## Обязательное задание:
Воспроизведите все строки заново, заменив в них «one marker» на «a single point» и ничего больше не меняя.

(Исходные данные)
:::

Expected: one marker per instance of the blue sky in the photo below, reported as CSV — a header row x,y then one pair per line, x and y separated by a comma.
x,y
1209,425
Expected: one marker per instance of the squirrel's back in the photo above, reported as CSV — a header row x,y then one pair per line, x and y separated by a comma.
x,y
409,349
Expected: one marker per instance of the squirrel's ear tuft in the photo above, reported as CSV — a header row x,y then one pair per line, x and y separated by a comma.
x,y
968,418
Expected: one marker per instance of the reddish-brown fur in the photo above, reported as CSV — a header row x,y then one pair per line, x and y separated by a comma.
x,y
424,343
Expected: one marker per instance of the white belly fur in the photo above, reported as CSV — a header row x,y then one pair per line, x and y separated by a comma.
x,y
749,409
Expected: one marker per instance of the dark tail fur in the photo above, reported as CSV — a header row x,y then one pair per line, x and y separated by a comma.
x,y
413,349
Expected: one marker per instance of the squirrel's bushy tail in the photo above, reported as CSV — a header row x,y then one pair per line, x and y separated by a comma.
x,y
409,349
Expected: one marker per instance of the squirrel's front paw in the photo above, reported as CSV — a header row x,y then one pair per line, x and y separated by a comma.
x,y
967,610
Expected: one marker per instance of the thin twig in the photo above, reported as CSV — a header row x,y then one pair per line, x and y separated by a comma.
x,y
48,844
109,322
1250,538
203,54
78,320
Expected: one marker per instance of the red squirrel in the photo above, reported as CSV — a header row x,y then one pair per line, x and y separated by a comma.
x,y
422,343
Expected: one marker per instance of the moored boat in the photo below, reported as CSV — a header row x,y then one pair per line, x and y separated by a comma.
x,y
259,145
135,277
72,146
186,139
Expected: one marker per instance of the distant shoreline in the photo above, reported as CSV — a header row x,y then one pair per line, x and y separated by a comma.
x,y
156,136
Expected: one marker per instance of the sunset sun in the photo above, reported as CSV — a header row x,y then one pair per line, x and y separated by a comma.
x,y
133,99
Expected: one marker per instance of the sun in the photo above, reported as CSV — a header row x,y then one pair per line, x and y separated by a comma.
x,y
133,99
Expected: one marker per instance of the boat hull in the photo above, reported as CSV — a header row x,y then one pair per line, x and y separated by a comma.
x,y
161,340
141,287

:::

## Ответ к упражнению:
Expected: a single point per instance of the blue sky in the photo below, reported as CSV — a header row x,y then one pair per line, x and y separated by a comma.
x,y
1209,425
Expected: a single point per instance of the squirrel's back in the photo above, reported as CSV — a header row x,y then one pair per line, x and y separated by a comma.
x,y
409,349
Expected: a single point per instance of the squirrel's ear tuft in the photo above, reported as CSV — a header row x,y then one pair per line, x and y separated by a comma.
x,y
968,418
Expected: a single point per instance of the reddish-brown fur in the photo above, reported as CSV — a header row x,y then one pair per line, x and y separated by a comma.
x,y
424,343
Expected: a single point per instance of the white belly fur in the photo above, reported as CSV — a header row x,y then one pair per line, x and y separated by a comma.
x,y
749,409
Expected: a single point per instance of the dark tail fur in the photo above, reported as CSV — a header row x,y then one pair per line, x and y separated by a comma.
x,y
413,349
Expected: a single point per instance of the squirrel's bushy tail in the photo above, reported as CSV — a header row x,y then one pair per line, x and y separated by a comma.
x,y
409,349
Expected: a single point per instance of the squirrel's front paw in the photo above, reported as CSV — a header row x,y then one pair per line, x and y separated by a comma.
x,y
967,610
Expected: a single point per instance of the thin twig in the photo above, reported as CSV — a header row x,y then one pair per line, x and y separated by a comma.
x,y
48,844
109,322
1250,538
203,54
78,320
Expected: a single point per instance of the red squirrel in the photo above, reported as CSV — a header row x,y then one pair per line, x and y separated by a comma.
x,y
422,343
Expected: a single point per instance of the moored boat in the photo below, reported as CSV — a header row x,y then one pair per line, x and y separated by a comma.
x,y
259,145
135,277
72,146
186,139
Expected: a single point per instance of the distant shoreline in the photo above, reported as CSV — a header row x,y then one pair per line, x and y separated by a comma.
x,y
156,136
Expected: a single point per instance of the sunset sun in the photo above, reported as CSV — a header row x,y then one pair per line, x and y separated by a comma.
x,y
133,99
Expected: a single point per instance of the sun in the photo above, reported as CSV — a header row x,y then one pair per line, x and y separated by a comma.
x,y
133,99
Expected: a single point per instance of the boat hull in the photo above, reported as CSV — a header row x,y then one pair per line, x and y separated by a comma.
x,y
161,340
141,287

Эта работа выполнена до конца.